### Required task 1
Reproduce the forum thread on octave-up effects word for word, from start to finish.

==== Page excerpt ====

# Alex's Octave-Up Rabbit Hole



## finebyfine (Dec 15, 2021)

*ex post facto introduction:*​Analog octave up is easily my favorite effect. Throw a good fuzz on top or in it and you have the basis for my favorite guitar sounds. I love how it works with doom metal (eg, the EQD Life Pedal using a Green Ringer, the Boss Super Fuzz being used all over the place in the genre, etc), psych rock (Octavia, etc) and anything in between and all over. I love the textures they make with chords, and love how they make single notes shine. 

In this thread I've documented some of the digging I've done into analog octave up and related circuits & topographies for frequency doubling and squaring.  Other than this intro, no other posts have been edited that much after the fact. 


Can’t find too much from googling but has anyone seen an op-amp precision full wave rectifier used in any octave circuits?

I was digging into phase inversion correction and got introduced to the concept.  am gonna be breadboarding a few when I have some free time. Hard to beat an octave fuzz in my opinion and I don’t recall seeing it done this way in a circuit I’ve looked into.

====

### Required task 2
From the records, pull out every line that contains the word "return" and copy those lines. The match is case-sensitive.

==== Data section ====

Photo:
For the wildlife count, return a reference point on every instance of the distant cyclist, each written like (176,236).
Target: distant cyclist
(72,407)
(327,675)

====
==== Data section ====

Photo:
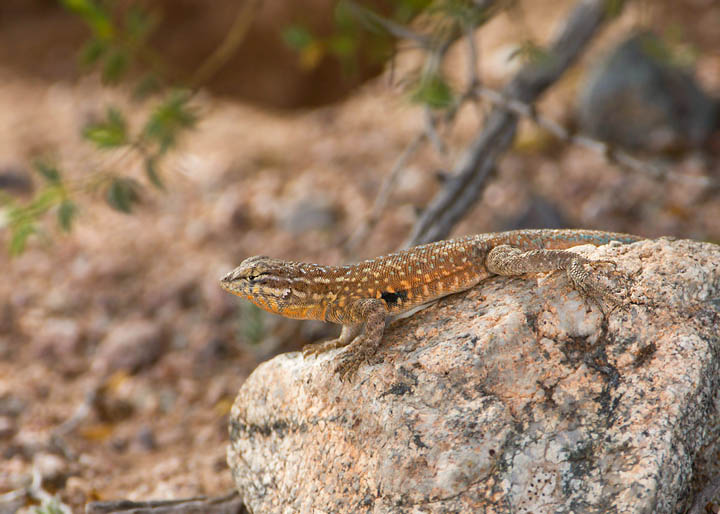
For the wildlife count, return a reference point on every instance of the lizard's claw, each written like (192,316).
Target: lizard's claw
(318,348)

====
==== Data section ====

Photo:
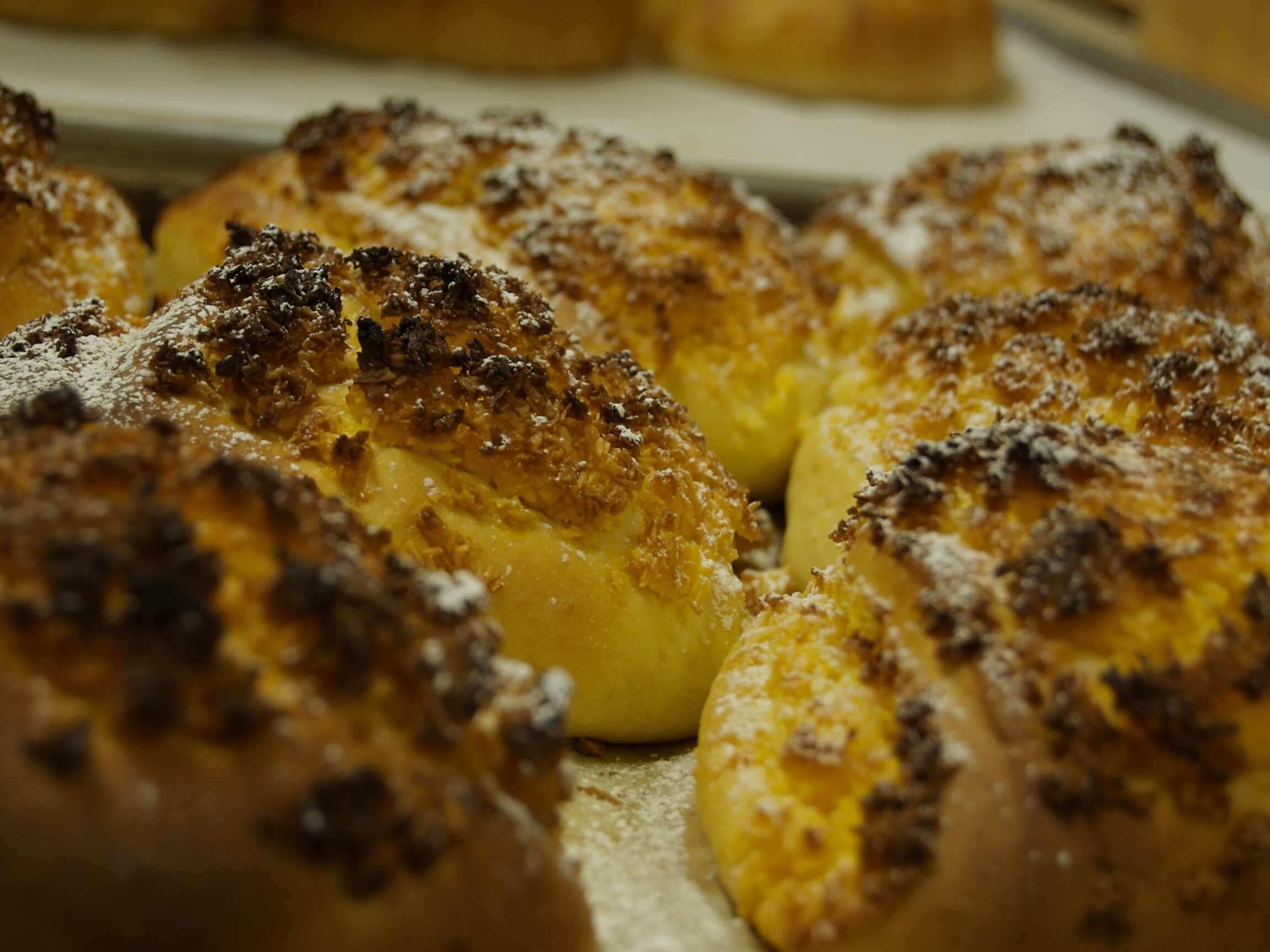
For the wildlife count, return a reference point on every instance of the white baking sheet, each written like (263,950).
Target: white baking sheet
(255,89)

====

### Full solution 1
# Alex's Octave-Up Rabbit Hole



## finebyfine (Dec 15, 2021)

*ex post facto introduction:*​Analog octave up is easily my favorite effect. Throw a good fuzz on top or in it and you have the basis for my favorite guitar sounds. I love how it works with doom metal (eg, the EQD Life Pedal using a Green Ringer, the Boss Super Fuzz being used all over the place in the genre, etc), psych rock (Octavia, etc) and anything in between and all over. I love the textures they make with chords, and love how they make single notes shine. 

In this thread I've documented some of the digging I've done into analog octave up and related circuits & topographies for frequency doubling and squaring.  Other than this intro, no other posts have been edited that much after the fact. 


Can’t find too much from googling but has anyone seen an op-amp precision full wave rectifier used in any octave circuits?

I was digging into phase inversion correction and got introduced to the concept.  am gonna be breadboarding a few when I have some free time. Hard to beat an octave fuzz in my opinion and I don’t recall seeing it done this way in a circuit I’ve looked into.

### Full solution 2
For the wildlife count, return a reference point on every instance of the distant cyclist, each written like (176,236).
For the wildlife count, return a reference point on every instance of the lizard's claw, each written like (192,316).
For the wildlife count, return a reference point on every instance of the white baking sheet, each written like (263,950).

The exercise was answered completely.